## Exercise
Give every line of the material again, exactly as written.

## Recorded data
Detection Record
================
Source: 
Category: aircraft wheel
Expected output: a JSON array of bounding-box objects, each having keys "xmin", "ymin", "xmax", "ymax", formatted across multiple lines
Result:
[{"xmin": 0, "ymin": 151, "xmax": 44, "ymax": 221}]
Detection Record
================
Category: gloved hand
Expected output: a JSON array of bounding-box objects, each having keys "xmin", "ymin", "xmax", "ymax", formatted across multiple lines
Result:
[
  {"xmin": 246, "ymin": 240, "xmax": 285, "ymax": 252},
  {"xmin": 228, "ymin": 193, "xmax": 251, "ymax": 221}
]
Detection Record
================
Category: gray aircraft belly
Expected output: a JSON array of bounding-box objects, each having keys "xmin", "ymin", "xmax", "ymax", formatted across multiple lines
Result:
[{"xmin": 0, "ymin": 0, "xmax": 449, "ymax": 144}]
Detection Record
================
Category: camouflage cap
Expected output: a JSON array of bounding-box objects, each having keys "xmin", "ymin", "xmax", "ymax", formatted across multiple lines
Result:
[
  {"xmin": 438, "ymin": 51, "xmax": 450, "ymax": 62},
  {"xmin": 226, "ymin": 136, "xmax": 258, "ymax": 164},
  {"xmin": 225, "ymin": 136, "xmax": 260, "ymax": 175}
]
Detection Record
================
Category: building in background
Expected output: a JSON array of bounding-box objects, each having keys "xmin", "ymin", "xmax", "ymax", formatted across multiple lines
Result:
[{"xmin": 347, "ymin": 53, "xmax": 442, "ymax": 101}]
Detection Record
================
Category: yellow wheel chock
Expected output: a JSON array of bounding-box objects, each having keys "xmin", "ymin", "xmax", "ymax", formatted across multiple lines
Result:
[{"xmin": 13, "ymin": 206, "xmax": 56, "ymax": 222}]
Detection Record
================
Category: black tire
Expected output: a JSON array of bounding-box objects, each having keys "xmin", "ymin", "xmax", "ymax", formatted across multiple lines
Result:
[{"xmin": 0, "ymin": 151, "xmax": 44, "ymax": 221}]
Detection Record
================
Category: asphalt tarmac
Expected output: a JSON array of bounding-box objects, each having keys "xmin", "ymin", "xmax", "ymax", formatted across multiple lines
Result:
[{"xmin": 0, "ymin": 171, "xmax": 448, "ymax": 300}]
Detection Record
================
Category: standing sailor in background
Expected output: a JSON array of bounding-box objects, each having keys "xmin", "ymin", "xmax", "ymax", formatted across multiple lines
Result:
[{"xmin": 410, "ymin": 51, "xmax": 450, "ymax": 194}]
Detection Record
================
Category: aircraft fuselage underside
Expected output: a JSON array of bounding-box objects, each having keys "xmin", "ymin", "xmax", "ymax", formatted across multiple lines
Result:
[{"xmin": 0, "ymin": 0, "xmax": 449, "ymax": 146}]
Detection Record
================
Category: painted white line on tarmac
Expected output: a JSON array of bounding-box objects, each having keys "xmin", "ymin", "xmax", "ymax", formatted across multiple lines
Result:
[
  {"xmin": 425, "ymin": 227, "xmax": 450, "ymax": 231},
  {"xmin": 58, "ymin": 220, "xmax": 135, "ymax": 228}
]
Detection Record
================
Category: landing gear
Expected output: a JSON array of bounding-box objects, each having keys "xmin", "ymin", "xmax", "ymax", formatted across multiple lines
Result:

## Exercise response
Detection Record
================
Source: 
Category: aircraft wheel
Expected output: a JSON array of bounding-box objects, each having keys "xmin", "ymin", "xmax", "ymax", formatted across multiple lines
Result:
[{"xmin": 0, "ymin": 151, "xmax": 44, "ymax": 221}]
Detection Record
================
Category: gloved hand
Expected output: a JSON array of bounding-box objects, each having keys "xmin", "ymin", "xmax", "ymax", formatted across multiple lines
Result:
[
  {"xmin": 246, "ymin": 240, "xmax": 285, "ymax": 252},
  {"xmin": 228, "ymin": 193, "xmax": 251, "ymax": 221}
]
Detection Record
================
Category: gray aircraft belly
Expected output: a JSON array of bounding-box objects, each having keys "xmin", "ymin", "xmax", "ymax", formatted across multiple lines
Result:
[{"xmin": 0, "ymin": 0, "xmax": 449, "ymax": 144}]
Detection Record
================
Category: camouflage cap
Expected output: a JSON array of bounding-box objects, each having keys "xmin", "ymin", "xmax", "ymax", formatted across multiple lines
Result:
[
  {"xmin": 438, "ymin": 51, "xmax": 450, "ymax": 62},
  {"xmin": 226, "ymin": 136, "xmax": 258, "ymax": 164},
  {"xmin": 225, "ymin": 136, "xmax": 260, "ymax": 175}
]
Detection Record
================
Category: building in background
Expected output: a JSON array of bounding-box objects, each having keys "xmin", "ymin", "xmax", "ymax", formatted across multiple lines
Result:
[{"xmin": 347, "ymin": 53, "xmax": 442, "ymax": 101}]
Detection Record
================
Category: yellow wheel chock
Expected output: a JSON array of bounding-box objects, each having keys "xmin", "ymin", "xmax", "ymax", formatted across multiple lines
Result:
[{"xmin": 13, "ymin": 206, "xmax": 56, "ymax": 222}]
Detection Record
================
Category: black tire
Expected output: a JSON array of bounding-box objects, each having keys "xmin", "ymin", "xmax", "ymax", formatted across multiple lines
Result:
[{"xmin": 0, "ymin": 151, "xmax": 44, "ymax": 221}]
Detection Record
================
Category: asphalt tarmac
Expected output: a JSON array of bounding-box objects, each having keys "xmin", "ymin", "xmax", "ymax", formatted across multiple lines
Result:
[{"xmin": 0, "ymin": 171, "xmax": 448, "ymax": 300}]
Detection Record
================
Category: standing sailor in background
Expected output: a JSON array of bounding-box objects, each having keys "xmin", "ymin", "xmax", "ymax", formatted across multiple lines
Result:
[{"xmin": 410, "ymin": 51, "xmax": 450, "ymax": 194}]
Detection Record
================
Category: aircraft fuselage underside
Expected output: a JSON array of bounding-box objects, each having keys "xmin", "ymin", "xmax", "ymax", formatted across multiple lines
Result:
[{"xmin": 0, "ymin": 0, "xmax": 449, "ymax": 146}]
Detection Record
================
Category: painted white line on tarmac
Expected output: a JSON array of bounding-box objects, each having keys "xmin", "ymin", "xmax", "ymax", formatted across multiple lines
Result:
[
  {"xmin": 425, "ymin": 227, "xmax": 450, "ymax": 231},
  {"xmin": 58, "ymin": 220, "xmax": 135, "ymax": 228}
]
Detection Record
================
Category: landing gear
Expected output: a JSON array of bounding-box objects, each having keys "xmin", "ymin", "xmax", "ymax", formatted across multiple lines
Result:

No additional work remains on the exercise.